[[ Records for processing open ]]
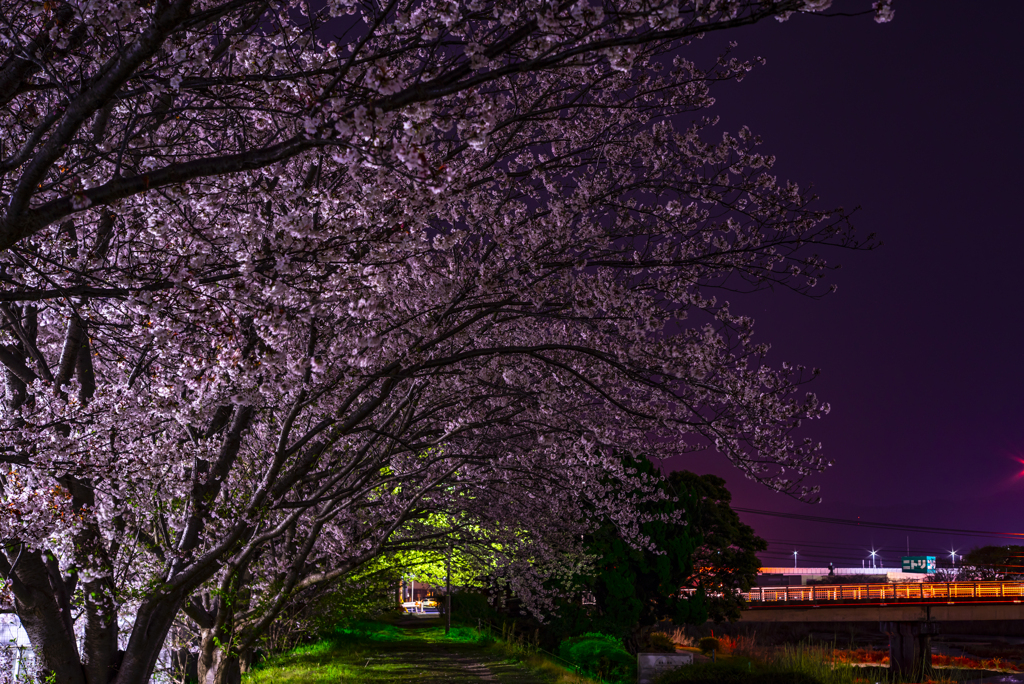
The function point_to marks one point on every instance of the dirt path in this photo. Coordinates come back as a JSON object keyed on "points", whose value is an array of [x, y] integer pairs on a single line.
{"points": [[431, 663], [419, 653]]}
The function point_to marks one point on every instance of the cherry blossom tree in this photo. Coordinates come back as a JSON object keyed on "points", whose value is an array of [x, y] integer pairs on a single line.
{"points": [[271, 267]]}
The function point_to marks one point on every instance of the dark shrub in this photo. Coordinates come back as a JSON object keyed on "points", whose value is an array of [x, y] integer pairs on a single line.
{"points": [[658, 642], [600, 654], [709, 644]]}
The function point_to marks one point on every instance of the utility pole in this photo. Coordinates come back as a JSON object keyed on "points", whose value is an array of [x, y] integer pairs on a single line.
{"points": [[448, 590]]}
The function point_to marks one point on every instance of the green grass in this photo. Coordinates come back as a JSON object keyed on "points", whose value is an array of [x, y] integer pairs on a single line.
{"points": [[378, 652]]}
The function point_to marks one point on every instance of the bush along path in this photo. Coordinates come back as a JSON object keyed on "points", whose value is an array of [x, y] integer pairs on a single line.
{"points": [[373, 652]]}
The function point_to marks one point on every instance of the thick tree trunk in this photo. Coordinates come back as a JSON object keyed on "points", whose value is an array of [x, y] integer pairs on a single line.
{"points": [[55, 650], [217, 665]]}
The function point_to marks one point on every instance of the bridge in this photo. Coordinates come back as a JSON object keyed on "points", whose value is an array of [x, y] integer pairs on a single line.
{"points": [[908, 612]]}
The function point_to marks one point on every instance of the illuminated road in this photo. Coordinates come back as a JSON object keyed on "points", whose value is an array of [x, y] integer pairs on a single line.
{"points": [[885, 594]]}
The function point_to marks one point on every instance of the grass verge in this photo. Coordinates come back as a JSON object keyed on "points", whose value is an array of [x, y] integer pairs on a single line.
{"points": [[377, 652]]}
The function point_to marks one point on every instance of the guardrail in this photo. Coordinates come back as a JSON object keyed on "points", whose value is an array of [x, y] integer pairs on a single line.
[[ Records for processing closed ]]
[[ Records for processing open ]]
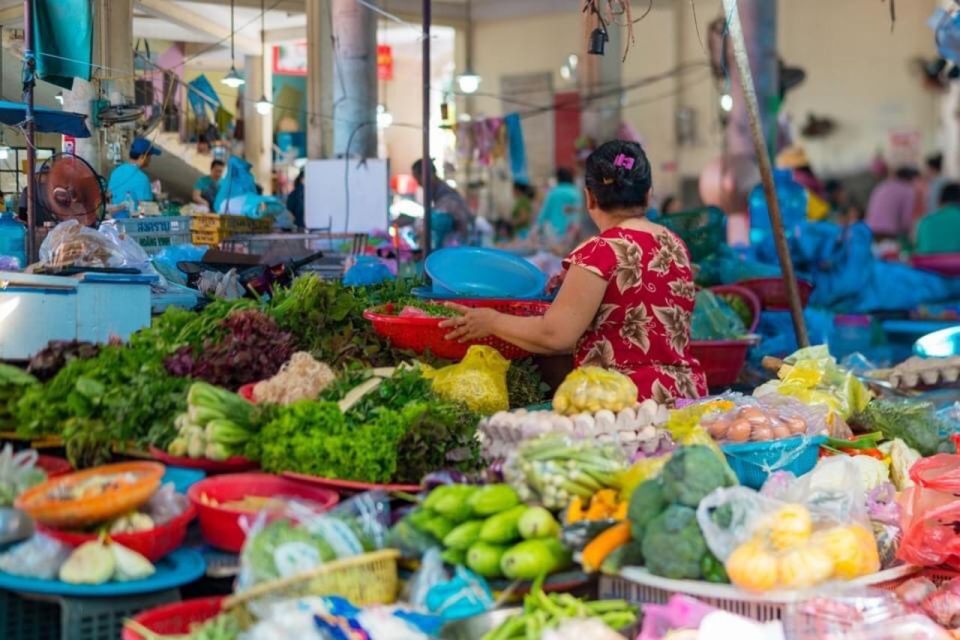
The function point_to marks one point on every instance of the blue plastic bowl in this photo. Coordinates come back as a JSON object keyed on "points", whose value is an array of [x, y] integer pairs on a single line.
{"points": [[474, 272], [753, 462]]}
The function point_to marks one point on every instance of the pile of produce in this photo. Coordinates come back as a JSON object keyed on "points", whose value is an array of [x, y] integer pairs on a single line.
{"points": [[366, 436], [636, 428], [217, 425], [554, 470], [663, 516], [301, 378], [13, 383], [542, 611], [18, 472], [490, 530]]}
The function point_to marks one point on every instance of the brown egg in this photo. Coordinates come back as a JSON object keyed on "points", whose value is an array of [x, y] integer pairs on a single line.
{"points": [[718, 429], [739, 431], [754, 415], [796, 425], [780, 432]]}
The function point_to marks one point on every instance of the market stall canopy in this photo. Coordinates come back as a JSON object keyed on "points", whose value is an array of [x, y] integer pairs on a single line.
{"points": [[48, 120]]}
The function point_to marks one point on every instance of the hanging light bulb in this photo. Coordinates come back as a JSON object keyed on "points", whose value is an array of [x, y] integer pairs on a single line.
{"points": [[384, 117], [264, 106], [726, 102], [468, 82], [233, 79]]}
[[ Records for processing closed ]]
[[ Records for processing open ]]
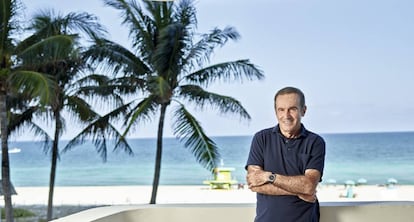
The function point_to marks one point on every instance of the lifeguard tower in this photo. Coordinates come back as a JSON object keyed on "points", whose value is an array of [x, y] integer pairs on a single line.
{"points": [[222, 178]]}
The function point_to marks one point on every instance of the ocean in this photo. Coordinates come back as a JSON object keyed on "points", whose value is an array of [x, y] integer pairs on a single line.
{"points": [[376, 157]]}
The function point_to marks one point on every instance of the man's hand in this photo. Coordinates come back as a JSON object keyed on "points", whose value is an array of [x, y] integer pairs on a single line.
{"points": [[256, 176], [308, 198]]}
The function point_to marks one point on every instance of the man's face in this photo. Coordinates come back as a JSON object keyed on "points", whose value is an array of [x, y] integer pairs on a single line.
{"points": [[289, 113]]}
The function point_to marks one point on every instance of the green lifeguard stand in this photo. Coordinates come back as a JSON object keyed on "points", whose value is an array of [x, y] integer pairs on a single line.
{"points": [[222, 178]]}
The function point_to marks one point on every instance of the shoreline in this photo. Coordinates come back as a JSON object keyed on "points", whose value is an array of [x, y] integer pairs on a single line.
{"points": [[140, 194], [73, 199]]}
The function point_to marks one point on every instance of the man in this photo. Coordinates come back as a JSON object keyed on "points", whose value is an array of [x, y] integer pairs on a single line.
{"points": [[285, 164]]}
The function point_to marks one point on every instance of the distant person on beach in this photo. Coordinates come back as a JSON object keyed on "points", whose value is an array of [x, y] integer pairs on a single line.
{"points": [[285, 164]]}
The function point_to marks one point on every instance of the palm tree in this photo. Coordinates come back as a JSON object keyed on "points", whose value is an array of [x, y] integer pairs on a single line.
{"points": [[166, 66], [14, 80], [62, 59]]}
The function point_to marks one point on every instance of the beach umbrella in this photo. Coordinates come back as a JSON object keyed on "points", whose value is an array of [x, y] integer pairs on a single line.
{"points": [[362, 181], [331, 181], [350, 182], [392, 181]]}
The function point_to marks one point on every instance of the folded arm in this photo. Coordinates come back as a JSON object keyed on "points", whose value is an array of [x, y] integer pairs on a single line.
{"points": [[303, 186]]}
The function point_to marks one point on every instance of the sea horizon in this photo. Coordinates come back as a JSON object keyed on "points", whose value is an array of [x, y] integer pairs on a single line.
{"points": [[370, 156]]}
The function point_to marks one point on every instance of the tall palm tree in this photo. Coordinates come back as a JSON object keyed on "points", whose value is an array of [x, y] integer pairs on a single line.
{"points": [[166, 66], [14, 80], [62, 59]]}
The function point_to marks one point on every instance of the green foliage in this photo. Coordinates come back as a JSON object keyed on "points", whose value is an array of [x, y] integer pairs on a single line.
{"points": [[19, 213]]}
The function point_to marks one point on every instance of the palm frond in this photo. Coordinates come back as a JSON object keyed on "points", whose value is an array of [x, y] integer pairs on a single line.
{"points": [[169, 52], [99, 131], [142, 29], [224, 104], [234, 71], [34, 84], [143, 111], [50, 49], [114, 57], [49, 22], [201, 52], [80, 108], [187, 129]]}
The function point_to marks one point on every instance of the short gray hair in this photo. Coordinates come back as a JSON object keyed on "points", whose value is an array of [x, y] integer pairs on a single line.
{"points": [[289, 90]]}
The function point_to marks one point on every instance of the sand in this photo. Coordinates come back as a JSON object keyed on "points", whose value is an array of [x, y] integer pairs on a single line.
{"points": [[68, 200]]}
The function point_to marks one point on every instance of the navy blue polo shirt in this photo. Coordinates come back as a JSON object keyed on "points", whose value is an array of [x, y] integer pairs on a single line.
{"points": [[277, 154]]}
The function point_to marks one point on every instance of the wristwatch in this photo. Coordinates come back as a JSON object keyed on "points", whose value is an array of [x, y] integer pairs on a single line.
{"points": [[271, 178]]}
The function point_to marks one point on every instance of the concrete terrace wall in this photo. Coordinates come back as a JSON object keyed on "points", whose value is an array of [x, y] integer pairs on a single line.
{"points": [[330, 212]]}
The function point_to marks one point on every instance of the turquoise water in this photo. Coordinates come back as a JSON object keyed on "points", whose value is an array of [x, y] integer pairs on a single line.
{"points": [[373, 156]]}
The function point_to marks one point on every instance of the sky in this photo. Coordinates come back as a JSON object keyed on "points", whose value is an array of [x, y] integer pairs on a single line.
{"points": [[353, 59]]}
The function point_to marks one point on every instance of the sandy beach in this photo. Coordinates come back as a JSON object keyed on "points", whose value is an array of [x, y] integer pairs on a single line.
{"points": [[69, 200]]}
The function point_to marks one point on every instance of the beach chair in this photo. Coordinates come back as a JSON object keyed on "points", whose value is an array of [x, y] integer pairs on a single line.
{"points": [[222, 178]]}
[[ Records for processing closed ]]
> Task instructions
From the data above, reproduce word for word the lines running from the line with "the green grass" to the line with "of the guardrail", ends included.

> Solved exercise
The function point_to marks one point on every instance of the green grass in this photo. Coordinates come back as a JSON object keyed on "points", whose value is an array of [x, y] integer pairs on a single line.
{"points": [[378, 652]]}
The function point_to marks one point on every instance of the bush along path in this photo. Coordinates come back as a JSON object keyed on "points", whose value is an array of [x, y] integer pairs on a single line.
{"points": [[373, 652]]}
The function point_to marks one point on every instance of the thick tree trunk in this photo. Coordinates come back as a JSON object keyed on "points", whose value is an array of [x, y] integer pairs on a single line.
{"points": [[55, 650], [217, 665]]}
The function point_to marks one point on every instance of the bridge in this photo. Coordinates come back as a JSON object keyed on "points", whose value is an array of [x, y] integer pairs on a single line.
{"points": [[908, 612]]}
The function point_to marks one point on every instance of the illuminated road in this photo. Coordinates come back as a JSON object keyed on "points", whose value is an array of [x, y] integer pairs on a single line.
{"points": [[885, 594]]}
The function point_to marks one point on every instance of the grass verge in this photo. Coordinates come back as a JSON object keyed on "points", whose value is an array of [x, y] integer pairs on a single line.
{"points": [[377, 652]]}
The function point_to marks one point on every instance of the guardrail in this photo. Coordinates come back as a JSON object keyed on "points", whose value is an array of [x, y] integer pairs on a single line.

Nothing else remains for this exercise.